(Extracted records begins)

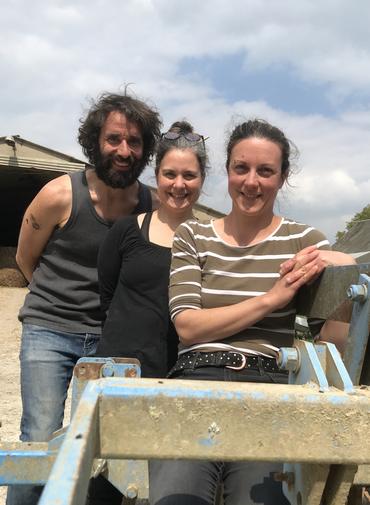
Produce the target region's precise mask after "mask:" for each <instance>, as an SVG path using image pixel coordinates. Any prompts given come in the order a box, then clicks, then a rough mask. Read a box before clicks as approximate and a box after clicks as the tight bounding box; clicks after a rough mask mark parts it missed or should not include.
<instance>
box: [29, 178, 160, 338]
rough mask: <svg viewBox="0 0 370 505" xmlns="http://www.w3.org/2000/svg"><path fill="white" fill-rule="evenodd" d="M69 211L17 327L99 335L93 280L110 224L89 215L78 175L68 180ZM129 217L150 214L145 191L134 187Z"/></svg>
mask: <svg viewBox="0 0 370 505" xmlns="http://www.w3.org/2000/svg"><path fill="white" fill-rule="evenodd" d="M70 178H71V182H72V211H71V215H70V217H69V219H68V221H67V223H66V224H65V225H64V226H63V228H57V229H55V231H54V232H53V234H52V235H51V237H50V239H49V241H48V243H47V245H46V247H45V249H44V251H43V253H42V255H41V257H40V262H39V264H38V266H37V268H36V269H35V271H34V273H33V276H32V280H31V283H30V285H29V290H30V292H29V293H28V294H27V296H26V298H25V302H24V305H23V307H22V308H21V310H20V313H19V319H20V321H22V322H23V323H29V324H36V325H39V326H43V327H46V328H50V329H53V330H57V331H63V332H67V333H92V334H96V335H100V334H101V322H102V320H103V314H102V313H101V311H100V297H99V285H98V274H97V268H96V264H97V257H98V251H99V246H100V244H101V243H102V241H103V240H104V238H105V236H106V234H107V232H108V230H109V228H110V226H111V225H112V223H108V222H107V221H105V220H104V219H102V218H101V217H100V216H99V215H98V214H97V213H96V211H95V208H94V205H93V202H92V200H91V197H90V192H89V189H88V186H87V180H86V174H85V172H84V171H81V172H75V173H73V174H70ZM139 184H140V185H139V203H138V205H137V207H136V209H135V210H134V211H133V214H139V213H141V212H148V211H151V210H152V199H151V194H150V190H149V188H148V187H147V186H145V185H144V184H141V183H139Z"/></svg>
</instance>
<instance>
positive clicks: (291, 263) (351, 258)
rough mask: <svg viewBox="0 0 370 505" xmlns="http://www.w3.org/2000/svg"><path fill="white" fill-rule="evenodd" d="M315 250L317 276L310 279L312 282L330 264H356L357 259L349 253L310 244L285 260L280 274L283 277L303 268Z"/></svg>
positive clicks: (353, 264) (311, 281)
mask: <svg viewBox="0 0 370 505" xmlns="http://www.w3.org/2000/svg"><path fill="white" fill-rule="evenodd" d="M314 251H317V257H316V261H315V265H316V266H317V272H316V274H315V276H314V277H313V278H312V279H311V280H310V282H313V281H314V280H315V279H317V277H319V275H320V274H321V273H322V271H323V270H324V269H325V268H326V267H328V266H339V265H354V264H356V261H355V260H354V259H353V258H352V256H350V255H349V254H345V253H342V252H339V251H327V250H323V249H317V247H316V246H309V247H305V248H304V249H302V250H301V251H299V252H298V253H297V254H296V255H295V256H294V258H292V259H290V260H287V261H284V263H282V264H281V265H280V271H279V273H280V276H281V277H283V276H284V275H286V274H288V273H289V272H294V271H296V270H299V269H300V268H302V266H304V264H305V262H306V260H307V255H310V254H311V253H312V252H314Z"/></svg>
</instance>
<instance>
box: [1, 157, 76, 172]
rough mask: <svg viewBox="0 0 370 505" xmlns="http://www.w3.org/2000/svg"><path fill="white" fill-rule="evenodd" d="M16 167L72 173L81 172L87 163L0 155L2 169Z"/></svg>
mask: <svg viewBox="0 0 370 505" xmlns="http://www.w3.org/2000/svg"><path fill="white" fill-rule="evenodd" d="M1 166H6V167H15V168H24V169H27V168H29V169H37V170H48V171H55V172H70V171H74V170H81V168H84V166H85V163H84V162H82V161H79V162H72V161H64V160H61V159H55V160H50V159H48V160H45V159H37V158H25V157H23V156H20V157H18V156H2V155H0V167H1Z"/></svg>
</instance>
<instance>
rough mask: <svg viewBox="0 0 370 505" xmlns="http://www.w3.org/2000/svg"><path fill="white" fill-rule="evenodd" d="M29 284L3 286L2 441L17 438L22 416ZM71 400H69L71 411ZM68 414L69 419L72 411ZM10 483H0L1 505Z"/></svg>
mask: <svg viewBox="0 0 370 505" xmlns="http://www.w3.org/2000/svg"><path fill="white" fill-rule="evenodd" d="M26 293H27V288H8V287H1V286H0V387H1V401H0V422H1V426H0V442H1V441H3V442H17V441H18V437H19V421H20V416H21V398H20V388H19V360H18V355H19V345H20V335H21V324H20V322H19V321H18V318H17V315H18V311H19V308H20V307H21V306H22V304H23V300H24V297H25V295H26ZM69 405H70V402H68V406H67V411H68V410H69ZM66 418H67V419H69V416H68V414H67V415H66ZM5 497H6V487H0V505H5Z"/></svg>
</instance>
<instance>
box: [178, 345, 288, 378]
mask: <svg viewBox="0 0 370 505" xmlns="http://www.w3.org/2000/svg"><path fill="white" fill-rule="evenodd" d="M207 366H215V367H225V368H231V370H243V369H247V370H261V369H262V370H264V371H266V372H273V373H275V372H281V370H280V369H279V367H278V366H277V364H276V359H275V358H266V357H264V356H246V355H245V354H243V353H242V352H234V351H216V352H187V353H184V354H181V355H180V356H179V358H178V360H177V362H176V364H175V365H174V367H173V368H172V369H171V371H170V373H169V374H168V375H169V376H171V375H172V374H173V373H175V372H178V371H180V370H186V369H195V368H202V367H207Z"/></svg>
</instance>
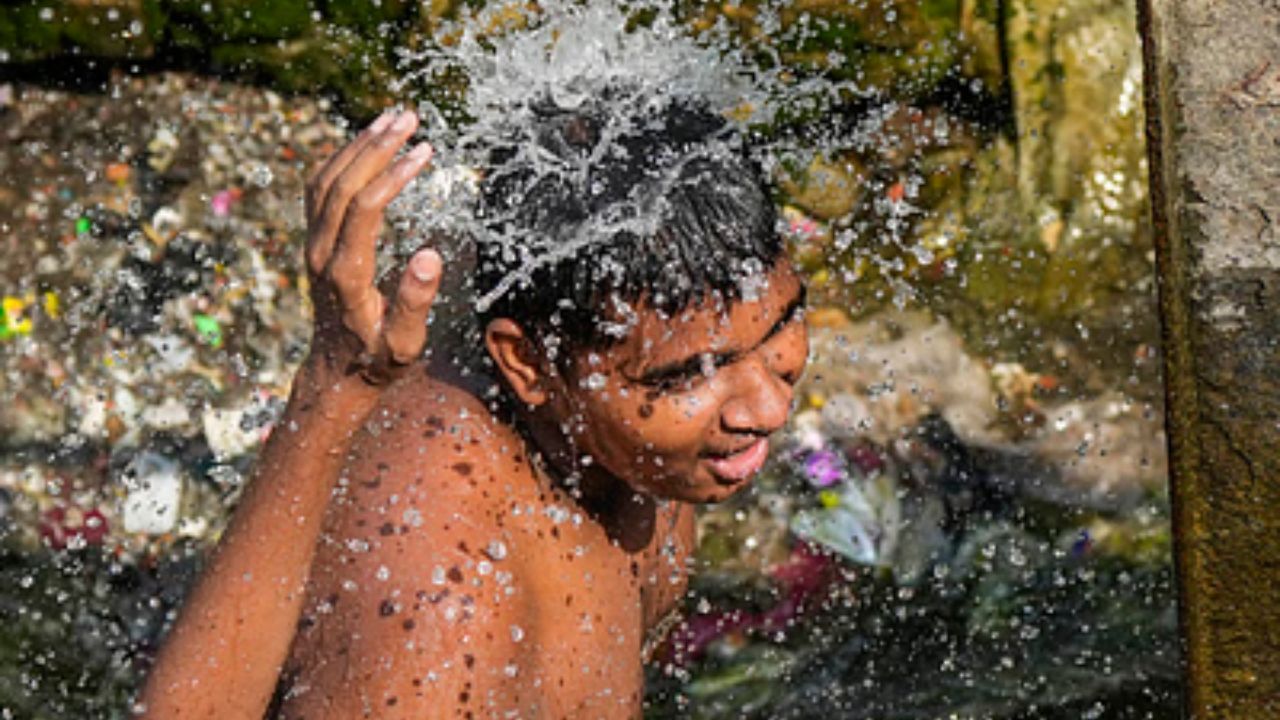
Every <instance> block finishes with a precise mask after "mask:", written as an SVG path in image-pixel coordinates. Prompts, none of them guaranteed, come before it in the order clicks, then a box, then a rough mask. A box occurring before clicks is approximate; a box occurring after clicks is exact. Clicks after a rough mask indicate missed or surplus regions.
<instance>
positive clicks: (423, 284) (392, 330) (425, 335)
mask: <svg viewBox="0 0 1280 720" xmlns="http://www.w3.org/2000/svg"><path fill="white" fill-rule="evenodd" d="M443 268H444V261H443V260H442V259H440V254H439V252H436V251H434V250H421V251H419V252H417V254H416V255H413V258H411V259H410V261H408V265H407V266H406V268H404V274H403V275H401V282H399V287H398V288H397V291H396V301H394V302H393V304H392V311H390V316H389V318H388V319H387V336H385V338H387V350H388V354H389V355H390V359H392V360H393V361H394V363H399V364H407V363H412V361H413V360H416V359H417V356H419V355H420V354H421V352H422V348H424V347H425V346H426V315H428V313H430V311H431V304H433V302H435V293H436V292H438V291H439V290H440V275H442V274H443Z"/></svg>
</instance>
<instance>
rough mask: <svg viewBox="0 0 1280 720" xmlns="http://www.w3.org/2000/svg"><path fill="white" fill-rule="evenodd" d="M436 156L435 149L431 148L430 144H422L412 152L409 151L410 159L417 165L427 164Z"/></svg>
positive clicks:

(Extracted records ends)

## Activity:
Return each line of the data above that contains the word "come".

## Solution to this task:
Produce the target region's precise mask after "mask:" for each <instance>, as an SVG path using image pixel coordinates. Any prompts given come in the order a box, then clicks, then a rough mask. Read a box before clicks as approximate and a box after clicks as the tight bounding box; clicks after a rough mask mark parts it missed or should not include.
Every <instance> block finishes with a precise mask after "mask:", written as an SVG path in image-pixel coordinates. Prompts, none of them guaranteed, come before it in the order clicks, then a box, then a rough mask. A box occurring before clicks is approximate; a box occurring after clicks is exact. Clicks after a rough mask indicate missed or surplus regions.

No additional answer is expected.